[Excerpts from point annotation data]
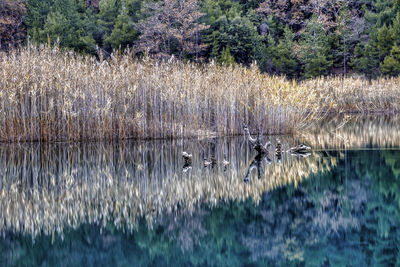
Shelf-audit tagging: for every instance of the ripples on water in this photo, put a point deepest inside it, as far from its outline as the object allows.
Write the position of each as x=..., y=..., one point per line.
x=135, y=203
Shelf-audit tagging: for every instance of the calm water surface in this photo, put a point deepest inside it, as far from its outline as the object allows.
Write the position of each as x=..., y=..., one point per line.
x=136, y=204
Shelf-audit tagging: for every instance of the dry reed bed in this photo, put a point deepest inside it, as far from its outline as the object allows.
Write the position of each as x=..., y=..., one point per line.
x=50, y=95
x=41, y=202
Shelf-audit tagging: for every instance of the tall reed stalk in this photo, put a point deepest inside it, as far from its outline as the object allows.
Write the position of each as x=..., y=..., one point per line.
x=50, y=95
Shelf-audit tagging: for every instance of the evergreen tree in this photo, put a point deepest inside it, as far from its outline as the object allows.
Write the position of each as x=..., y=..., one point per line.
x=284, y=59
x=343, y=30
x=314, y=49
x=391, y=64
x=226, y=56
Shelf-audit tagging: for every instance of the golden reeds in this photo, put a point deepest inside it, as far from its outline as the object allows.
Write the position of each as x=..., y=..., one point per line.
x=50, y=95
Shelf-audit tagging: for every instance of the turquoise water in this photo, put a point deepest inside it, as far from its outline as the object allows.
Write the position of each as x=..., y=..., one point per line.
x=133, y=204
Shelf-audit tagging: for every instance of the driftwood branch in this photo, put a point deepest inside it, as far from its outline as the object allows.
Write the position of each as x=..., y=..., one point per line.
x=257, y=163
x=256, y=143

--

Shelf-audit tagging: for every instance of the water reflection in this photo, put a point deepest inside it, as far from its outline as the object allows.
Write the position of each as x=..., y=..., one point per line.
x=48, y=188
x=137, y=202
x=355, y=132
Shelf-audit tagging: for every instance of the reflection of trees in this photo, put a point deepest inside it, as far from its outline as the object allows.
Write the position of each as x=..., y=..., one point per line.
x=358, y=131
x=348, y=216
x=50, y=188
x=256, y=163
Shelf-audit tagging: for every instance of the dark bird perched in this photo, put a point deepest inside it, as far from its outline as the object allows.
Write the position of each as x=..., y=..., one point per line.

■ **Written exercise**:
Please copy the material word for word, starting with the line that contains "Shelf-audit tagging: for every instance of the golden" and going on through the line that contains "x=256, y=143", including both of those lines.

■ **Answer to this task**:
Shelf-audit tagging: for every instance of the golden reeds in this photo, put a point deepest inside it, as far from its outline as the object allows.
Write the position of each as x=..., y=..., one point per line.
x=50, y=95
Shelf-audit tagging: for every instance of the turquoise water in this photo, put a point deepest inside it, as far from its outline as the object allows.
Write the position of each as x=..., y=..., one point per line.
x=133, y=204
Shelf-audit tagging: for every instance of the driftwood branch in this photo, put a point deepest inside it, as far from its outline as the object allows.
Write the position of each as x=..., y=..., one point per line.
x=257, y=163
x=256, y=143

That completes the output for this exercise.